Problem to solve:
Update the records below by changing every "one dot per instance" to "a single point for each instance" and leaving everything else unchanged.

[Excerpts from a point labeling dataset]
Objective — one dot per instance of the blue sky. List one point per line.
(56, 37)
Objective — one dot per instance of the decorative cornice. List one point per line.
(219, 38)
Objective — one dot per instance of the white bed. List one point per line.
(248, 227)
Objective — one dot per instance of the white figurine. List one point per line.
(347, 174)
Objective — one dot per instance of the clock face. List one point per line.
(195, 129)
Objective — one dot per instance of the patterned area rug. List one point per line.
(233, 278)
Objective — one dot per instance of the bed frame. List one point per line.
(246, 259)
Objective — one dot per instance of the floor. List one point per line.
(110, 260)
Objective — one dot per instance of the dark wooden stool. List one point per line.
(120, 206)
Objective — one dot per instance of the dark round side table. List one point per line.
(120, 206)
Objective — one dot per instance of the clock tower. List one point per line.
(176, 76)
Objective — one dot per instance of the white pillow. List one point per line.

Task output:
Objective — a single point for each instance of the blue sky. List one point per line.
(56, 37)
Objective — a single point for each instance of the decorative cornice. List one point per line.
(219, 38)
Objective — a single point for each instance of the white bed. List one point per line.
(248, 227)
Objective — a single point for each instance of the white figurine. List one point per line.
(347, 174)
Objective — a single point for each instance of the clock face. List one point per line.
(195, 129)
Objective — a single point for each instance of the patterned area rug. List one point per line.
(233, 278)
Objective — a single point for each instance of the bed frame. List one point per line.
(246, 259)
Objective — a single point for each instance of the floor. List one point per line.
(110, 260)
Objective — a single point for each instance of the dark wooden stool. List one point per line.
(120, 206)
Objective — a single point for each instance of the dark round side table. List one point per line.
(120, 206)
Objective — a single point for each instance of the clock tower. List one point per line.
(176, 76)
Objective — a single point for each instance of the white pillow. List one point per line.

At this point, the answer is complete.